### Written task
Replace every occurrence of "service" in the material below with "system", and reproduce all remaining text without change.

--- START ---

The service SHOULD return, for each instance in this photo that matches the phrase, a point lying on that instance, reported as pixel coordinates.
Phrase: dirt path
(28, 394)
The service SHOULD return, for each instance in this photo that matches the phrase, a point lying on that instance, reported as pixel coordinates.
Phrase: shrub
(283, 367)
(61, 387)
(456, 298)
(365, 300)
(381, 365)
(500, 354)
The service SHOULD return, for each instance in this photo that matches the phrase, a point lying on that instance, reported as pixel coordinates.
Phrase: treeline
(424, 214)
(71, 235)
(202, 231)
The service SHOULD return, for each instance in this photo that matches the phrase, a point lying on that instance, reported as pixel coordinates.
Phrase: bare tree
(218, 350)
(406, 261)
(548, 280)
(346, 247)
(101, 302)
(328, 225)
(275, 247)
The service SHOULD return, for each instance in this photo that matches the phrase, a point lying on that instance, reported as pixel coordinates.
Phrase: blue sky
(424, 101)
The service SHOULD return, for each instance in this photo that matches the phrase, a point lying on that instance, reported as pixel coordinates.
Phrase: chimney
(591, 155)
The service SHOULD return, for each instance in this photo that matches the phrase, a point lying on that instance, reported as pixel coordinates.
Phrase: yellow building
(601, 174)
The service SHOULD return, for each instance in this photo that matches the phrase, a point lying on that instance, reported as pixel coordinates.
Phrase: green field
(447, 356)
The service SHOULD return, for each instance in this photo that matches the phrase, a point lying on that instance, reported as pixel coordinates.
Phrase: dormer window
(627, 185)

--- END ---

### Full solution
The system SHOULD return, for each instance in this photo that matches the phrase, a point lying on that instance, reported as pixel coordinates.
Phrase: dirt path
(28, 394)
The system SHOULD return, for each instance in this photo that matches the phrase, a point lying on that instance, reported as pixel coordinates.
Phrase: shrub
(283, 367)
(61, 387)
(456, 298)
(365, 300)
(381, 365)
(500, 354)
The system SHOULD return, for each instance in this photo that matches the phrase, a point lying on that instance, reported as pixel coordinates.
Phrase: treeline
(424, 214)
(71, 235)
(202, 231)
The system SHOULD return, for each instance in this photo that matches the phrase, a point lying on that instance, reported as pixel coordinates.
Phrase: bare tree
(218, 350)
(406, 261)
(548, 280)
(346, 247)
(101, 302)
(328, 225)
(275, 247)
The system SHOULD return, for each instance in this photo that matches the phrase, a point lying on that instance, reported as pixel coordinates.
Phrase: blue sky
(424, 101)
The system SHOULD return, for each instance in this photo that matches the phrase, a point lying on that instance, reported as pixel coordinates.
Phrase: chimney
(591, 155)
The system SHOULD return, for each instance in this photo that matches the phrase, a point lying on that instance, reported as pixel coordinates.
Phrase: yellow building
(601, 174)
The system SHOULD return, for each instance in this photo that matches the phrase, a point lying on that instance, reported as pixel coordinates.
Phrase: green field
(447, 356)
The system SHOULD return, for each instance in this photo that matches the phrase, a point lying on that instance, reported as pixel coordinates.
Phrase: dormer window
(627, 185)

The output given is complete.